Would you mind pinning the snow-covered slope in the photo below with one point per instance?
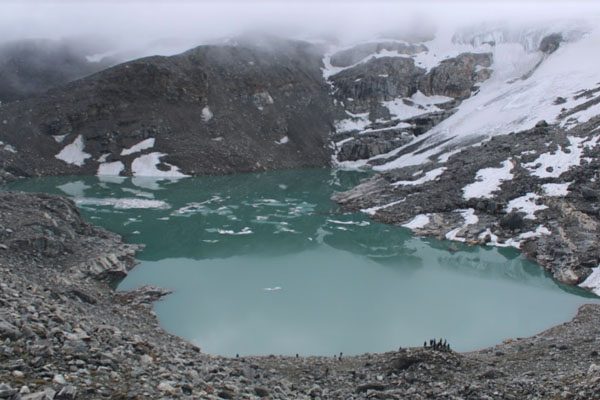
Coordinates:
(522, 89)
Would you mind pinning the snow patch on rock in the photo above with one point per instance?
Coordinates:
(429, 176)
(556, 189)
(146, 165)
(488, 180)
(526, 204)
(73, 153)
(206, 114)
(143, 145)
(592, 282)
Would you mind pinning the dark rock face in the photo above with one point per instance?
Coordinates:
(31, 67)
(367, 145)
(551, 43)
(379, 79)
(457, 76)
(346, 58)
(212, 110)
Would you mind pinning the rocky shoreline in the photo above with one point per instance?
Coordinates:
(65, 334)
(501, 192)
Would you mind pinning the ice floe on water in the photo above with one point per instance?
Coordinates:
(357, 223)
(111, 169)
(419, 221)
(74, 189)
(273, 289)
(245, 231)
(488, 181)
(122, 203)
(73, 153)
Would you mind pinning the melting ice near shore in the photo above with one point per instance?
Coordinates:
(267, 264)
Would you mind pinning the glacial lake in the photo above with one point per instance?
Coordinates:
(266, 263)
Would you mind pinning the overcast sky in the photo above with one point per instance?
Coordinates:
(131, 23)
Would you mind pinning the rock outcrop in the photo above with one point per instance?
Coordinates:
(214, 109)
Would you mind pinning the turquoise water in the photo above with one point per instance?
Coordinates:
(267, 264)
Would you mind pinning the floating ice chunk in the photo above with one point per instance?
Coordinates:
(359, 223)
(110, 169)
(526, 204)
(429, 176)
(244, 231)
(123, 203)
(418, 222)
(143, 145)
(73, 153)
(206, 114)
(273, 289)
(556, 189)
(60, 138)
(488, 180)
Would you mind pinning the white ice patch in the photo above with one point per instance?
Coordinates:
(60, 138)
(73, 153)
(74, 189)
(507, 103)
(526, 204)
(469, 217)
(418, 222)
(110, 169)
(373, 210)
(146, 166)
(360, 223)
(556, 189)
(273, 289)
(206, 114)
(488, 180)
(429, 176)
(592, 282)
(123, 204)
(143, 145)
(244, 231)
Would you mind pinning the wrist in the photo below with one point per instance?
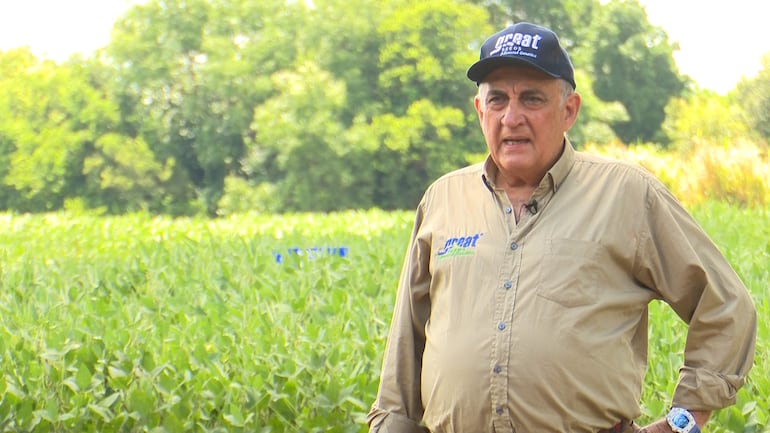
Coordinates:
(681, 420)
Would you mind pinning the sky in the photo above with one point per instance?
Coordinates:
(720, 42)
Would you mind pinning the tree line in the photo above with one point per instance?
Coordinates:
(199, 107)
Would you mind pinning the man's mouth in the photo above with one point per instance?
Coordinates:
(515, 140)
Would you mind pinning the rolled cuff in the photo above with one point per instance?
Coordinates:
(700, 389)
(384, 422)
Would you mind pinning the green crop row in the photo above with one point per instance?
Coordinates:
(250, 323)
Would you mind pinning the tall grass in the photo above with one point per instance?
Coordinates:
(250, 323)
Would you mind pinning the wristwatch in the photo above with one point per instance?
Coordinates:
(681, 421)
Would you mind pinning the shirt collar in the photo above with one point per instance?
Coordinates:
(554, 177)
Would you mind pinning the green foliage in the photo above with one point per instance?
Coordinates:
(754, 96)
(253, 322)
(632, 62)
(331, 105)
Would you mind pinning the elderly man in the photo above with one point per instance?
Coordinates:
(523, 301)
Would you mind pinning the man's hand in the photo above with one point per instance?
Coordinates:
(661, 426)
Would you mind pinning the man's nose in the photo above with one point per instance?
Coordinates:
(512, 115)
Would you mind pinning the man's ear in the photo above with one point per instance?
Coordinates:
(571, 109)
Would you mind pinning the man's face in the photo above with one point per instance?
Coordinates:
(524, 116)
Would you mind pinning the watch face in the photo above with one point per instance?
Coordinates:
(680, 420)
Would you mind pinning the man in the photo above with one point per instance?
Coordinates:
(523, 301)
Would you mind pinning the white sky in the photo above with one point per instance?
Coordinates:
(720, 42)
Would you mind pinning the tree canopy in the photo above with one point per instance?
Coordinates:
(211, 107)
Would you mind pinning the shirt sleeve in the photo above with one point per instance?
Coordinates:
(679, 261)
(398, 407)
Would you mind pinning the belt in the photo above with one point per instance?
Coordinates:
(617, 428)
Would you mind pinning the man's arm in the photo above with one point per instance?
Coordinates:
(686, 269)
(398, 407)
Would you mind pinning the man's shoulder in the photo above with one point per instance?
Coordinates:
(608, 165)
(469, 173)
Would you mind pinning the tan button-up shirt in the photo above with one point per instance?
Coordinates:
(541, 326)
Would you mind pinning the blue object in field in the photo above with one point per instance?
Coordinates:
(311, 252)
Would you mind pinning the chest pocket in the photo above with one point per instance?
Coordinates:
(570, 272)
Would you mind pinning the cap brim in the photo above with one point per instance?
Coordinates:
(482, 68)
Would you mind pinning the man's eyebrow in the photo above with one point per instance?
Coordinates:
(533, 92)
(495, 92)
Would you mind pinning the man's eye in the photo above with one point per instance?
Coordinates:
(533, 100)
(494, 99)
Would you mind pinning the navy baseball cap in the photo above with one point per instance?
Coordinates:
(524, 44)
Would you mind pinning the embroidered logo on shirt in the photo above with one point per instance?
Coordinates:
(460, 246)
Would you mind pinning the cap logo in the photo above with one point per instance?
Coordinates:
(512, 43)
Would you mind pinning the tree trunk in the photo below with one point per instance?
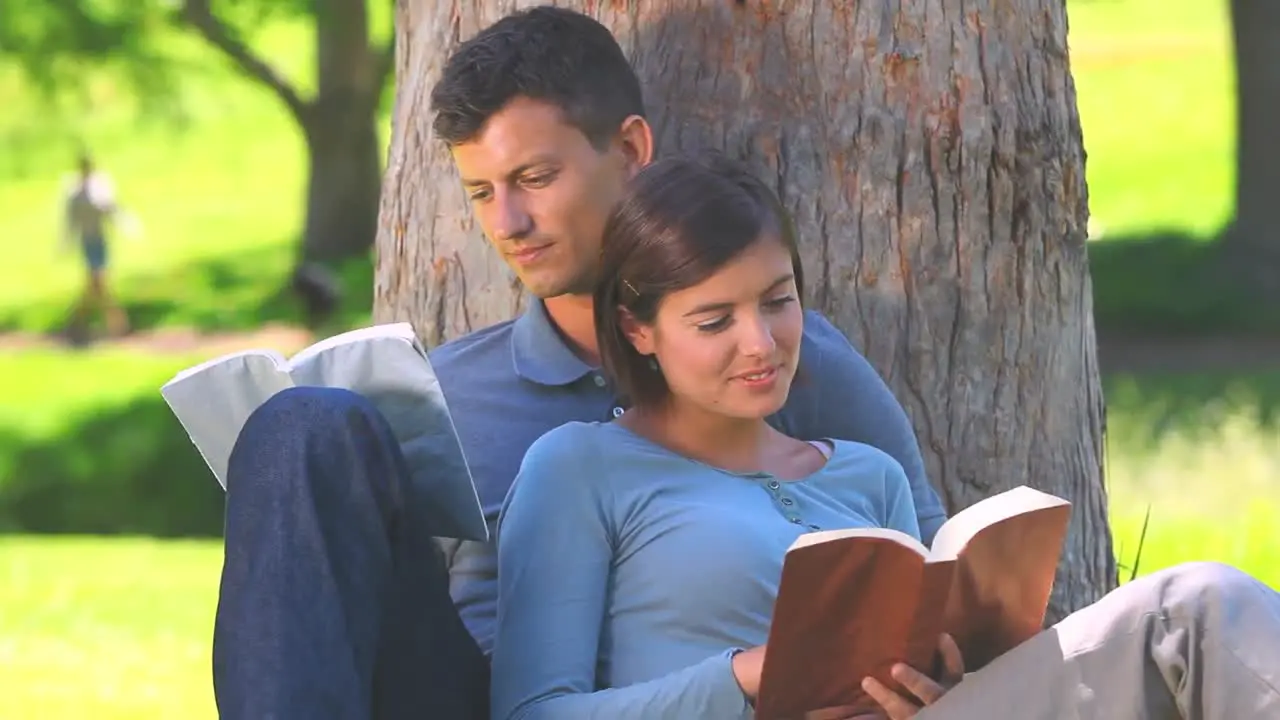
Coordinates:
(343, 181)
(935, 167)
(341, 132)
(1253, 238)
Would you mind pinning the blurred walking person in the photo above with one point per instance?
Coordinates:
(90, 208)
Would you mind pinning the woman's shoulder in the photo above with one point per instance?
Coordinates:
(849, 454)
(568, 443)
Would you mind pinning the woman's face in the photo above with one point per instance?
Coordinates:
(730, 345)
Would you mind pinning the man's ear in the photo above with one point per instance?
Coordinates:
(639, 335)
(635, 141)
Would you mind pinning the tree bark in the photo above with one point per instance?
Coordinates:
(932, 156)
(1253, 238)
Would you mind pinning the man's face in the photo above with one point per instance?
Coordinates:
(542, 194)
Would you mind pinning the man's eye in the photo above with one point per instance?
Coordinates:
(539, 181)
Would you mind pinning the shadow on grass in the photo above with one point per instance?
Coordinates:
(233, 292)
(1151, 408)
(126, 470)
(1171, 283)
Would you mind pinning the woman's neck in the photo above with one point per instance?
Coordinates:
(731, 443)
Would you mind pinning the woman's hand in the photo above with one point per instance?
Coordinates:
(924, 689)
(746, 670)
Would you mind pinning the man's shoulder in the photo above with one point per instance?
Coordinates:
(823, 342)
(478, 347)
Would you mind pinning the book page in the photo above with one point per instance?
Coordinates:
(1002, 580)
(961, 527)
(387, 365)
(400, 331)
(214, 400)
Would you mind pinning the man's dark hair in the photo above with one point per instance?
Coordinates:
(680, 220)
(551, 54)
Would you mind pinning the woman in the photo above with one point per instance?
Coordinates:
(643, 555)
(636, 559)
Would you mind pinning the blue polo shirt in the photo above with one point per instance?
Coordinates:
(510, 383)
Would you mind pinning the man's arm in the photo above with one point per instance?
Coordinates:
(840, 395)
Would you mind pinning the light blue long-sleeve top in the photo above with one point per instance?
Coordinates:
(627, 574)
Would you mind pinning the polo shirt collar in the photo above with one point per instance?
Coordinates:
(539, 352)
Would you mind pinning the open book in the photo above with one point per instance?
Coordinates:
(854, 602)
(387, 365)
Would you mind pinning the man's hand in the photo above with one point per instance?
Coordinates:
(924, 689)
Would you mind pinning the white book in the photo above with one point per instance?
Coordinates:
(385, 364)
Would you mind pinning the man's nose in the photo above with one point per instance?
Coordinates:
(511, 218)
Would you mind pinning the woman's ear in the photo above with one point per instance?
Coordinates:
(639, 335)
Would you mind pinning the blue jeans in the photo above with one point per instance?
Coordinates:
(334, 602)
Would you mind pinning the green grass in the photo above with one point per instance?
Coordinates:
(120, 628)
(109, 629)
(1155, 85)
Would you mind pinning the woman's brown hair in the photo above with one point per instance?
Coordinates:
(679, 222)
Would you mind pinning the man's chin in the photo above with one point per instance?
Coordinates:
(548, 288)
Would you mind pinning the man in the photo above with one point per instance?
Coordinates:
(334, 604)
(90, 205)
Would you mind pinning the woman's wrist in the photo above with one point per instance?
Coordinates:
(745, 665)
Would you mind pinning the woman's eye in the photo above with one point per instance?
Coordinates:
(714, 326)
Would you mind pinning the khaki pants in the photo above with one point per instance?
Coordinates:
(1198, 641)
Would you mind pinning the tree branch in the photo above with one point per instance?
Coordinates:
(197, 14)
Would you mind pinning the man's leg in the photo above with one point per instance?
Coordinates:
(1196, 641)
(334, 604)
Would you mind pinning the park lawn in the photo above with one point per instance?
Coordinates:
(120, 627)
(227, 178)
(1156, 90)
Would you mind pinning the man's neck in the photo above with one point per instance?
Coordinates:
(574, 317)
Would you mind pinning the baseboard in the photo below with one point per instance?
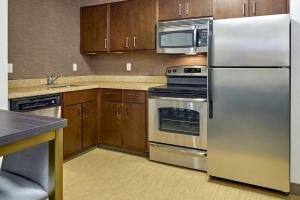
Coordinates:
(295, 189)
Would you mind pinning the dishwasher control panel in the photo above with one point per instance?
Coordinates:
(27, 104)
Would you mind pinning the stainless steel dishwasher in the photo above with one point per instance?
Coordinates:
(45, 105)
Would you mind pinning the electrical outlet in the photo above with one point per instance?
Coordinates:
(128, 67)
(10, 68)
(75, 67)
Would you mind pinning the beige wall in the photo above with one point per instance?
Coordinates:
(44, 38)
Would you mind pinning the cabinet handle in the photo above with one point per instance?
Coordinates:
(118, 113)
(179, 9)
(134, 41)
(126, 110)
(254, 7)
(127, 42)
(187, 9)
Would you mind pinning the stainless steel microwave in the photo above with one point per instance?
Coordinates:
(189, 36)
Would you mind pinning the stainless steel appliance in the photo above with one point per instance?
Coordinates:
(249, 101)
(178, 118)
(45, 105)
(183, 36)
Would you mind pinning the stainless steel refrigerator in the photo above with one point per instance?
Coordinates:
(249, 101)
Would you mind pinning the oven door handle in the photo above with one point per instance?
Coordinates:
(178, 150)
(179, 99)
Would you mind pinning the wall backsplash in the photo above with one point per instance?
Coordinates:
(44, 38)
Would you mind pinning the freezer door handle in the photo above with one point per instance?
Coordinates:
(210, 99)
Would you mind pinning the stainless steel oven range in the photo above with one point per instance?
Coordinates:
(178, 118)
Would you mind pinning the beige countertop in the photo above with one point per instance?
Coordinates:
(35, 90)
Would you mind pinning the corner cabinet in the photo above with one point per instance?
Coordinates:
(80, 108)
(93, 23)
(245, 8)
(182, 9)
(123, 120)
(132, 25)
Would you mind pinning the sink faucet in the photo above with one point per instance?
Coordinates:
(52, 79)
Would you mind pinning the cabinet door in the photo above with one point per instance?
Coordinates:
(94, 28)
(72, 134)
(230, 9)
(171, 9)
(134, 124)
(198, 8)
(144, 20)
(120, 26)
(111, 130)
(268, 7)
(89, 124)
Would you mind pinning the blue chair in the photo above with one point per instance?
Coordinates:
(25, 175)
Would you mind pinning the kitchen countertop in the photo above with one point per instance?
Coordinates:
(18, 126)
(18, 92)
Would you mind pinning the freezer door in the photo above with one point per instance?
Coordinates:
(248, 131)
(251, 41)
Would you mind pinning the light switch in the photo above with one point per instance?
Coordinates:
(128, 67)
(10, 69)
(75, 67)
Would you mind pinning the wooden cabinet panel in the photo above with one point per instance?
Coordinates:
(77, 97)
(94, 28)
(171, 9)
(230, 9)
(144, 20)
(120, 26)
(268, 7)
(134, 96)
(198, 8)
(111, 129)
(72, 134)
(134, 135)
(112, 95)
(89, 124)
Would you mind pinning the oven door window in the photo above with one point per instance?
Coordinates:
(176, 39)
(180, 121)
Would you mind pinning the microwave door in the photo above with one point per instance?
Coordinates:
(176, 40)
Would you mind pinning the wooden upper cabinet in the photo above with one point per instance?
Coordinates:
(170, 9)
(244, 8)
(268, 7)
(144, 20)
(181, 9)
(94, 29)
(120, 26)
(198, 8)
(230, 9)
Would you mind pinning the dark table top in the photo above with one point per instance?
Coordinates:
- - - -
> WHAT YOU WILL DO: If a line in the listing contains the string "freezer", copy it.

> SOLVED PROBLEM:
Would you mind pinning the freezer door handle in the photo above with one point per instance?
Would you mind pinning the freezer door in the photo above with one point per instance?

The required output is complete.